> **Instructions for the task**: The data below is to be repeated in full, exactly as given.

> **Provided data**:
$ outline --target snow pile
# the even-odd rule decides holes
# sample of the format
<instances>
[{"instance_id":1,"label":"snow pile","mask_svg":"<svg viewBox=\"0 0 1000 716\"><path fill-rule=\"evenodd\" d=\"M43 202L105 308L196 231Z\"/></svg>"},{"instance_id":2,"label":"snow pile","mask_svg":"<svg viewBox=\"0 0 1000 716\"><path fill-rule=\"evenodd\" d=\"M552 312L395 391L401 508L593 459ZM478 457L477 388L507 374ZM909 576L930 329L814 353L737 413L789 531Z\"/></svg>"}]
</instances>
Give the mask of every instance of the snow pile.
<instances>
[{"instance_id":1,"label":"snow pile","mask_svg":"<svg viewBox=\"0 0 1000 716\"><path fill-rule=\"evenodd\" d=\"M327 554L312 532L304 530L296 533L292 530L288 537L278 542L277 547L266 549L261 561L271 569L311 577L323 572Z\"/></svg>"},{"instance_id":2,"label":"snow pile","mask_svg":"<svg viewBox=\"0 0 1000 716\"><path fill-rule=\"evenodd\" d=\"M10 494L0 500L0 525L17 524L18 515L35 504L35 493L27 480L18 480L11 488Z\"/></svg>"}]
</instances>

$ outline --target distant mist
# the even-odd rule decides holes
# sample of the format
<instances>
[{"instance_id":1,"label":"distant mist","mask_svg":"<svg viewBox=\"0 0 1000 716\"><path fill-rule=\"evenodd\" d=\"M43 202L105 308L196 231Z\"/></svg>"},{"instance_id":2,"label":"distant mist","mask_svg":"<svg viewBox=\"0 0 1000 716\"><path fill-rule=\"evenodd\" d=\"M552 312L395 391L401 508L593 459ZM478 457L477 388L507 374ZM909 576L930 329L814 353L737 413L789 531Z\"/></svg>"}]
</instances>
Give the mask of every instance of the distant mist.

> **Worked solution**:
$ outline --target snow pile
# the even-odd rule decides holes
# sample of the format
<instances>
[{"instance_id":1,"label":"snow pile","mask_svg":"<svg viewBox=\"0 0 1000 716\"><path fill-rule=\"evenodd\" d=\"M43 202L105 308L196 231Z\"/></svg>"},{"instance_id":2,"label":"snow pile","mask_svg":"<svg viewBox=\"0 0 1000 716\"><path fill-rule=\"evenodd\" d=\"M552 312L395 391L401 508L593 459ZM478 457L477 388L507 374ZM909 576L930 329L814 353L737 413L789 531Z\"/></svg>"}]
</instances>
Give the mask of every instance of the snow pile.
<instances>
[{"instance_id":1,"label":"snow pile","mask_svg":"<svg viewBox=\"0 0 1000 716\"><path fill-rule=\"evenodd\" d=\"M327 554L312 532L304 530L296 533L292 530L288 537L278 542L277 547L266 549L261 561L271 569L311 577L323 572Z\"/></svg>"},{"instance_id":2,"label":"snow pile","mask_svg":"<svg viewBox=\"0 0 1000 716\"><path fill-rule=\"evenodd\" d=\"M10 494L0 500L0 525L17 524L18 515L35 504L35 493L27 480L18 480L11 488Z\"/></svg>"}]
</instances>

$ outline --target distant mist
# the even-odd rule decides holes
# sample of the format
<instances>
[{"instance_id":1,"label":"distant mist","mask_svg":"<svg viewBox=\"0 0 1000 716\"><path fill-rule=\"evenodd\" d=\"M43 202L105 308L196 231Z\"/></svg>"},{"instance_id":2,"label":"distant mist","mask_svg":"<svg viewBox=\"0 0 1000 716\"><path fill-rule=\"evenodd\" d=\"M552 312L395 391L401 508L593 459ZM478 457L477 388L507 374ZM909 576L930 329L814 353L737 413L789 531Z\"/></svg>"}]
</instances>
Give the mask of every instance of the distant mist.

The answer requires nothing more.